_CHECK YOUR UNDERSTANDING_.
a) In the blog post about Harley, when did Harley become the writer's dog?
b) Please carry the blog post about Harley forward from the point where it stops.

[Opening TEXT UNDER STUDY section]

This blog is mainly supposed to be about Bear, my service dog.  My inspiration for thinking a service dog would improve my quality of life came from the bond I have with my Boxer Harley.

Harley was born in April 2004.  He became my dog in August 2004.  I was single, in the middle of being discharged from the Air Force.  My life was so chaotic but it really helped having Harley (even if he did chew up literally everything he could! Not to mention he is an escape artist!).  I spent a lot of nights cuddled on the couch with him.  When I came home for Christmas I brought Harley with me.  I even brought a framed picture I had taken of him!  He was my little baby.  Harley was there while I packed up boxes and moved from Georgia to Tennessee.

When I met my husband I even brought Harley over with me the nights I would stay the night with him.  That didn’t go too well the first time because Harley managed to find one of Louie’s dad’s hats and chew it up to nothing.  I am sure my husband wanted to strangle the dog!  Harley was used to sleeping in bed with me but there just wasn’t enough room so he was moved down to the floor.  When I got pregnant I saw a change in Harley.  He was very protective of me and sorta bit someone.  In Harley’s defense, he was trying to protect me (so he thought) and the situation was unusual.  We had a friend in the back yard building us a BBQ thing and he tried to come in the back door with a tool.  Harley stood between him and the door and growled.  He thought Harley was just being silly and walked past him where Harley nipped his hand.  He tried to keep coming in the house (poor guy) and Harley got him by the leg.  In came the trainer for Harley.. lol!

When Nikolaus was born Harley adored his new little baby.  He carried on his protective nature toward him.  If Nikolaus was in his swing, and you weren’t family or very well known in the house, Harley would stand between you and Nikolaus and growl.  When Nikolaus would cry Harley would run to see what the little human was up to.  Nikolaus crawled all over him, pulled legs, pulled ears, played with what is there of a tail, Nikolaus would even eat Harley’s dog food.  Harley would patiently sit back and watch the little human eat his food.  He was so patient and good with Nikolaus.

[Closing TEXT UNDER STUDY section]
[Opening RECORD EXCERPTS section]

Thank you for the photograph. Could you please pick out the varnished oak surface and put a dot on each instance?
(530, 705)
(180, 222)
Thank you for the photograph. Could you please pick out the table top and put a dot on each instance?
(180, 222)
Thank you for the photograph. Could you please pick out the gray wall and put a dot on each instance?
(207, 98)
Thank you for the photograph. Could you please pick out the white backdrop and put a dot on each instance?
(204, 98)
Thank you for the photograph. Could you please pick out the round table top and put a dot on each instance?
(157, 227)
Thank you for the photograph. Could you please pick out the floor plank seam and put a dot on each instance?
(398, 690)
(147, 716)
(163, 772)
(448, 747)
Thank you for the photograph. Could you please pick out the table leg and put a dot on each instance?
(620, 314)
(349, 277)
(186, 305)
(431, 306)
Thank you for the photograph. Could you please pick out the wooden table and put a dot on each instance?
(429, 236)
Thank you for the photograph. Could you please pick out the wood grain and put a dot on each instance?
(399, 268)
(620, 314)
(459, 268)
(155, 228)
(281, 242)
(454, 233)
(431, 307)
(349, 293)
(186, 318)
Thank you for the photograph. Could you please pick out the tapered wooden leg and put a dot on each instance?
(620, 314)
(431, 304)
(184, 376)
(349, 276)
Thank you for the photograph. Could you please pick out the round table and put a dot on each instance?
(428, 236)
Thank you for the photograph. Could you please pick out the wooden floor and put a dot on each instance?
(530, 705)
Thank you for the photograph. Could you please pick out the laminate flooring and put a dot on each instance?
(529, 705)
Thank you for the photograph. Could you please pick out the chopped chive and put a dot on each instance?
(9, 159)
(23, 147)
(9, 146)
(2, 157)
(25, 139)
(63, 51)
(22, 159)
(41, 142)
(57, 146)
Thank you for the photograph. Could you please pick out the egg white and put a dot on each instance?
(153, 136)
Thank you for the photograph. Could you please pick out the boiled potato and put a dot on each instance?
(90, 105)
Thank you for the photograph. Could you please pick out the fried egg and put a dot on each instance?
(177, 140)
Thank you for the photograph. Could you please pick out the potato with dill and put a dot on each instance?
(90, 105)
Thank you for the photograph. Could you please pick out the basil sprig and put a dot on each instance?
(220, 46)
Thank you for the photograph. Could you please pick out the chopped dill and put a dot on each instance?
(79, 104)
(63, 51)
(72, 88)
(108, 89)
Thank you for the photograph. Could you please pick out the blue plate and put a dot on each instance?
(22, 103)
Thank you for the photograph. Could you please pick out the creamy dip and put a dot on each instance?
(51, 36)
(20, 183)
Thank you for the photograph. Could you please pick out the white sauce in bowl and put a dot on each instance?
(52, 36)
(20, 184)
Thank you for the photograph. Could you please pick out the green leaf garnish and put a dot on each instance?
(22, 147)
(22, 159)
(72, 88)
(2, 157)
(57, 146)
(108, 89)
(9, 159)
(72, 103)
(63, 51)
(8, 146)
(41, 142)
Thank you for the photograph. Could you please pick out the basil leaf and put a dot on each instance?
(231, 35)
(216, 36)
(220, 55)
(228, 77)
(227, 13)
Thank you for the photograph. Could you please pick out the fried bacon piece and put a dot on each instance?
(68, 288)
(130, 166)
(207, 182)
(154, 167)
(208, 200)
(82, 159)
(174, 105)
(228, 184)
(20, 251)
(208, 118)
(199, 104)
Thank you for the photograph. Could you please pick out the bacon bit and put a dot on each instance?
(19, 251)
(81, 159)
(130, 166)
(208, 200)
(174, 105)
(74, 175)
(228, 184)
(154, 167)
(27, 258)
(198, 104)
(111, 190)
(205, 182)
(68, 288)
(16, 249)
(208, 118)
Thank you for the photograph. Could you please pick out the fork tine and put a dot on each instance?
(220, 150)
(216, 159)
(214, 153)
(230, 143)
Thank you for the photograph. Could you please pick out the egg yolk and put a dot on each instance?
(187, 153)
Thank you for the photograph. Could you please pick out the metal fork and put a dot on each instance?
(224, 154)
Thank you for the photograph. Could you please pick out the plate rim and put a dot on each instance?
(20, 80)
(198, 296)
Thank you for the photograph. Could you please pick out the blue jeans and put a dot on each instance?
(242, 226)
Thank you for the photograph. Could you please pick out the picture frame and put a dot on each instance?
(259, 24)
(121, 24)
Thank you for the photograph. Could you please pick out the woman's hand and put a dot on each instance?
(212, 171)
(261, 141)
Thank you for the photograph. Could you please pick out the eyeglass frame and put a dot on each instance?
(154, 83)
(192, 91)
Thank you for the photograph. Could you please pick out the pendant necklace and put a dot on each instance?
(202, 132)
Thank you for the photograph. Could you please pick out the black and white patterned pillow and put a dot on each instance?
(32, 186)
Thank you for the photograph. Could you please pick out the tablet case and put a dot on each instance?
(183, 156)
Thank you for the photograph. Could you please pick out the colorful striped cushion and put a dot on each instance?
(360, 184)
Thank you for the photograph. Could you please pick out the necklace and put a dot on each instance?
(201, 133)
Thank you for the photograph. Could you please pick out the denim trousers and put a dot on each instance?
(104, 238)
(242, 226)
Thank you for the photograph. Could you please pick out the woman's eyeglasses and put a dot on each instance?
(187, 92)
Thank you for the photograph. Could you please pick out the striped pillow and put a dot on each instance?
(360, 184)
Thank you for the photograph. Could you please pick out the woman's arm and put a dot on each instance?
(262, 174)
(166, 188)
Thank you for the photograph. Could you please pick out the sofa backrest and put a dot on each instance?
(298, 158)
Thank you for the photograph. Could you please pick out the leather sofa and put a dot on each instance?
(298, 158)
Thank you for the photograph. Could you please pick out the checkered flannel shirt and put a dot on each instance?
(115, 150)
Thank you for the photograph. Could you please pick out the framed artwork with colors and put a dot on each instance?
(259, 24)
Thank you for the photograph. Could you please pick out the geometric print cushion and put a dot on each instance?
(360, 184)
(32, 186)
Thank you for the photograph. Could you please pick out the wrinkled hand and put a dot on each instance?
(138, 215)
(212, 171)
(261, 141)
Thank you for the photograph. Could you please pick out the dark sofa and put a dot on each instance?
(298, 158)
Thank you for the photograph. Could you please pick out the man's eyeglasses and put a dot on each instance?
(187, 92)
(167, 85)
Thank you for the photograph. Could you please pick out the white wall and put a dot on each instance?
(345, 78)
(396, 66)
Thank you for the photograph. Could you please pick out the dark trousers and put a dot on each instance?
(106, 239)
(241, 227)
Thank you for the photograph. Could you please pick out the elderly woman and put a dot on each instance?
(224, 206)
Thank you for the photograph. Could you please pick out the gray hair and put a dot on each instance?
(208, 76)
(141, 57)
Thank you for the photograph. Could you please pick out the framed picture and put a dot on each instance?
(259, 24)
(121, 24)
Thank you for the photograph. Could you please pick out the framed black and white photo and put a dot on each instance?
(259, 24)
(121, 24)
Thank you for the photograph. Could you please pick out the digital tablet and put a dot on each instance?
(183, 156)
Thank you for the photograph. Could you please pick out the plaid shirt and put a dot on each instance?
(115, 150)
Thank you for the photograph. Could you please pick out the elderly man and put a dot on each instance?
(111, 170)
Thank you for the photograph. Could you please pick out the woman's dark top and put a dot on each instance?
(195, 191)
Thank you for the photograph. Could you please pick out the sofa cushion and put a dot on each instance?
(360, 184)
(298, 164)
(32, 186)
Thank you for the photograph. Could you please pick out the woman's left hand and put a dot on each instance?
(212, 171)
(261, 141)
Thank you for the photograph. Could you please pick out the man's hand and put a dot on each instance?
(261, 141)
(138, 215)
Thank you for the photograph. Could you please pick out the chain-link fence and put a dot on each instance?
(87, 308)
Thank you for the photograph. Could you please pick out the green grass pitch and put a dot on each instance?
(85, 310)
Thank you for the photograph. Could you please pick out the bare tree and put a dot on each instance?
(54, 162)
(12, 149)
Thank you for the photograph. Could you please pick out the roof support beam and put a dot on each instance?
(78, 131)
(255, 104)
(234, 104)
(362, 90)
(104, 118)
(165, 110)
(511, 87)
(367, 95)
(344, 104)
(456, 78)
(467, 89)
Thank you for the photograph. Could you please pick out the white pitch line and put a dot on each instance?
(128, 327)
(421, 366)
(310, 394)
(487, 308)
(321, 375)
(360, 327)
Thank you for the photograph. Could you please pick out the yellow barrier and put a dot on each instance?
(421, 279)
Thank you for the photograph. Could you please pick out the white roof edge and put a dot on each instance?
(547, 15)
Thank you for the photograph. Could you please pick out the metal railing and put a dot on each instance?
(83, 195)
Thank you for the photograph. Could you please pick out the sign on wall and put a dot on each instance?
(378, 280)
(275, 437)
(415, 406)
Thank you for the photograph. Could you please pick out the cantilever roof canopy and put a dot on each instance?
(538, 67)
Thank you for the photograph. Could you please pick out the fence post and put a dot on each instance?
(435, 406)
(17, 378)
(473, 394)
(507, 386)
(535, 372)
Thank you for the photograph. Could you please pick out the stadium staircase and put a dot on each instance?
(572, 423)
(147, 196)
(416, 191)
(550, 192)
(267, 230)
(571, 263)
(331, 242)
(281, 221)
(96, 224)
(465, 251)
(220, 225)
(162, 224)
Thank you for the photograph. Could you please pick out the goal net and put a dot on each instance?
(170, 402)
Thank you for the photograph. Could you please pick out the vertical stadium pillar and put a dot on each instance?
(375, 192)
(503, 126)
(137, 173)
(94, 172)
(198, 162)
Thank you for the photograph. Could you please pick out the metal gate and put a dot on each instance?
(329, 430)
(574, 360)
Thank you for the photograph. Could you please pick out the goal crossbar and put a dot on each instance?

[Closing RECORD EXCERPTS section]

_ANSWERS BELOW_.
a) August 2004

b)
Harley was a master of escape.  He regularly jumped our 8ft wooden fence in Memphis.  Usually he would just lay in our front yard though waiting for us to come home.  When Louie and I went on our honeymoon we kenneled him.  I warned them he was an escape artist and he proved me right by climbing out of the first enclosure they put him in.  I did pick an indoor kennel for this reason (looked like a big converted house.. not like a pound).  They found him the next morning sleeping on the couch with his leash chewed up.  Oddly he decided to search out HIS leash and that was the only thing he chewed up.  The second night they put him in an enclosure with a top on it (chain link pen with chain link on top).  The next morning he was on the couch again.  He chewed through the chain link.  That night they put him in with a blind Great Dane thinking Harley would be too scared to try to climb or chew out.  Well, the next morning Harley and the Great Dane were buddies, in the pen still though.  If Harley didn’t want to be somewhere, he found a way out.

Harley has always been good at knowing when I was sad or down.  He would crawl on the couch and cuddle (like we did before the husband and kids came into my life).  So when I heard about service dogs and heard that you could train your own, I was so excited… until I realized Harley only loves his family… everyone else is pretty much a chew toy.  I was sad I couldn’t use him.  I love Bear and I know that with time and experiences together we too will have a wonderful bond like Harley and I do.

I noticed a few weeks ago that Harley was eating less and less and sometimes would go a day without eating at all.  I thought about taking him to the vet but it seemed like he would wake up the next day and act pretty normal.  Yesterday though he wouldn’t even get out of bed to take my son to school, an event he gets ridiculously excited about every morning.  He looked like he was in so much pain.  I took him to the vet but things aren’t looking very good.  He has lost 4lbs and his blood work and symptoms all point to cancer.  The vet sent off his blood for a second opinion and to verify the findings and I am supposed to get a call today to talk about “options”.

Best case is that he just has an infection somewhere and the antibiotics he is on will make him better and be back to himself.  I want Harley to have the best quality of life.  I want to do everything I can to help him get better but if this is something with low to no survival rate I want his last days to be as pain free as possible and not make him suffer through anything.  Losing Harley will be rough on the whole family.  All I can do right now is to be optimistic and try to believe this is an infection that will clear up and my happy goofy Harley will be back to himself in no time.